Data for the task below:

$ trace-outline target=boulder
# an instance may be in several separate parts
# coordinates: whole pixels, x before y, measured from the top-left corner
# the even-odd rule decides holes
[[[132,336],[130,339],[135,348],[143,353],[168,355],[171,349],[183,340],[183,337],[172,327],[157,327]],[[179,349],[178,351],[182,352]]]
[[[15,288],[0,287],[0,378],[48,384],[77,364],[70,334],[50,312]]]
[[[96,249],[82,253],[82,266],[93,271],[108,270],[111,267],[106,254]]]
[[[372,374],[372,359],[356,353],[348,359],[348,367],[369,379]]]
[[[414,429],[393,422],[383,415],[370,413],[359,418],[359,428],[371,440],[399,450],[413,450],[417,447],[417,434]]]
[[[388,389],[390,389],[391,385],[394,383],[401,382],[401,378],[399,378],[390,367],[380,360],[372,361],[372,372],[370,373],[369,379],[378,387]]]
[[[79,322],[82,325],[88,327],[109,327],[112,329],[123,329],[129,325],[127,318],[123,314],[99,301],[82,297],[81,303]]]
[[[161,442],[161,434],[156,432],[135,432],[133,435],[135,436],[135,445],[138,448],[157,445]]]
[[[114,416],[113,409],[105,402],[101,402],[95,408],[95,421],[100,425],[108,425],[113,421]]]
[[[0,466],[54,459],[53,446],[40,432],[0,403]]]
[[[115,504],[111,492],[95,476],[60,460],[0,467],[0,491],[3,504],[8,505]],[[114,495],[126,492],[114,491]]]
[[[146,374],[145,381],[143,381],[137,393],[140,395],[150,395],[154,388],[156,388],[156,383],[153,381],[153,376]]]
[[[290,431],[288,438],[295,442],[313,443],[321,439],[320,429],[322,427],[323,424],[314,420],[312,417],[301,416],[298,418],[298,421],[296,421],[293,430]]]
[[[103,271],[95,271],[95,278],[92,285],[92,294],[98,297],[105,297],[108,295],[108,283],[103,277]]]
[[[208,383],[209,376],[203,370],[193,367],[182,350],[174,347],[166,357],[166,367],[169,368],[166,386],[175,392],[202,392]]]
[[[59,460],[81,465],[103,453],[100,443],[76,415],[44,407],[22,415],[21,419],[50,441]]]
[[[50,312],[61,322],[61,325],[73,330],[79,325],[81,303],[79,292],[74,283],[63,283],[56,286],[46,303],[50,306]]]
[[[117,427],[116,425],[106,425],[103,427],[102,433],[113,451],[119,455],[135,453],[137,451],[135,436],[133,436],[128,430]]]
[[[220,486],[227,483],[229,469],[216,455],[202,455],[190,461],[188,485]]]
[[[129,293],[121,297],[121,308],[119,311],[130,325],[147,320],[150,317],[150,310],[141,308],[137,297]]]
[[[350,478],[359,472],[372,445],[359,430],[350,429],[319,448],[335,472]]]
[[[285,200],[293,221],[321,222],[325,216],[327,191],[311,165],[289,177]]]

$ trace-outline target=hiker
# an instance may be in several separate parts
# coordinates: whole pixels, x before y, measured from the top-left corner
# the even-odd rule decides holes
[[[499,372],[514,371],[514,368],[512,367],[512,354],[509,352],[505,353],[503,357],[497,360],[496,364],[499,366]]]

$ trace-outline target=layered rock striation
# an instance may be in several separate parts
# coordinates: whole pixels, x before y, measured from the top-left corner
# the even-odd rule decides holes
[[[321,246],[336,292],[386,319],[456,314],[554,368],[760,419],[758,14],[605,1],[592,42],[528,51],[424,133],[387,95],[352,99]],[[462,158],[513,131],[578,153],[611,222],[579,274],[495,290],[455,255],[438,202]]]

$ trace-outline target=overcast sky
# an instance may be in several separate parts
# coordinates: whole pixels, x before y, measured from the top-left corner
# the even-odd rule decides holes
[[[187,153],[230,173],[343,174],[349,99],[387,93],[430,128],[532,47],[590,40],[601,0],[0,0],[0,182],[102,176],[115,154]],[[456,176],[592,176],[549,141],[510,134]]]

End of Data for the task.

▶ _Problem to solve_: Every line above is to be duplicated exactly as shown.

▶ _Response_:
$ trace-outline target=boulder
# an instance may be in several separate parts
# coordinates: whole pixels, x before y, measured from the top-left corner
# the even-odd rule decides holes
[[[132,336],[130,339],[135,348],[143,353],[168,355],[171,349],[183,340],[183,337],[172,327],[157,327]],[[179,349],[178,351],[182,352]]]
[[[15,288],[0,287],[0,378],[48,384],[77,364],[70,334],[50,312]]]
[[[96,249],[82,253],[82,266],[93,271],[108,270],[111,267],[106,254]]]
[[[372,374],[372,359],[356,353],[348,359],[348,367],[369,379]]]
[[[414,429],[393,422],[383,415],[370,413],[359,418],[359,428],[371,440],[399,450],[413,450],[417,447],[417,434]]]
[[[388,389],[390,389],[391,385],[394,383],[401,382],[401,378],[399,378],[390,367],[380,360],[372,361],[372,372],[370,373],[369,379],[378,387]]]
[[[79,322],[82,325],[88,327],[109,327],[112,329],[123,329],[129,325],[127,318],[123,314],[99,301],[82,297],[81,303]]]
[[[161,442],[161,434],[156,432],[135,432],[133,435],[135,436],[135,445],[138,448],[157,445]]]
[[[114,416],[113,409],[105,402],[101,402],[95,408],[95,421],[100,425],[108,425],[113,421]]]
[[[0,466],[54,459],[53,446],[40,432],[0,403]]]
[[[115,504],[111,492],[95,476],[60,460],[0,467],[0,491],[3,504],[8,505]],[[114,495],[126,492],[114,491]]]
[[[146,374],[145,381],[143,381],[137,393],[140,395],[150,395],[154,388],[156,388],[156,383],[153,381],[153,376]]]
[[[290,431],[288,438],[295,442],[313,443],[321,439],[320,429],[322,427],[323,424],[314,420],[312,417],[301,416],[298,418],[298,421],[296,421],[293,430]]]
[[[103,271],[95,271],[95,278],[92,285],[92,294],[98,297],[105,297],[108,295],[108,283],[103,277]]]
[[[208,383],[209,376],[203,370],[193,367],[182,350],[174,347],[166,357],[166,367],[169,368],[166,386],[175,392],[202,392]]]
[[[59,460],[81,465],[103,453],[100,443],[76,415],[44,407],[22,415],[21,419],[50,441]]]
[[[50,312],[61,322],[61,325],[73,330],[79,325],[81,303],[79,292],[74,283],[63,283],[56,286],[46,303],[50,306]]]
[[[117,427],[116,425],[106,425],[103,427],[102,433],[113,451],[119,455],[135,453],[137,451],[135,436],[133,436],[128,430]]]
[[[220,486],[227,483],[229,469],[216,455],[202,455],[190,461],[188,485]]]
[[[129,293],[121,297],[121,308],[119,311],[130,325],[147,320],[150,317],[150,310],[141,308],[137,297]]]
[[[350,478],[359,472],[372,445],[359,430],[350,429],[319,448],[335,472]]]
[[[285,200],[293,221],[321,222],[325,216],[327,191],[311,165],[289,177]]]

$ trace-outline target=hiker
# an instance may be in several separate parts
# coordinates: whole pixels, x before y, measured from the top-left corner
# the even-odd rule decides holes
[[[499,372],[514,371],[514,368],[512,367],[512,354],[509,352],[505,353],[503,357],[497,360],[496,364],[499,366]]]

$ trace-outline target=layered rock striation
# an instance may be in several separate parts
# coordinates: whole pixels, x before y, measured from the top-left corner
# the even-odd rule decides holes
[[[321,246],[336,292],[386,319],[456,314],[554,368],[760,419],[758,14],[605,1],[592,42],[528,51],[424,133],[387,95],[352,99]],[[462,158],[513,131],[578,153],[611,222],[579,274],[495,290],[455,255],[438,202]]]

$ trace-outline target=overcast sky
# an instance may be in several separate parts
# coordinates: whole pixels, x before y, measured from the top-left corner
# the even-odd rule decides holes
[[[187,153],[230,173],[343,174],[349,99],[387,93],[430,128],[532,47],[590,40],[601,0],[0,0],[0,182],[102,176],[115,154]],[[456,176],[592,176],[549,141],[510,134]]]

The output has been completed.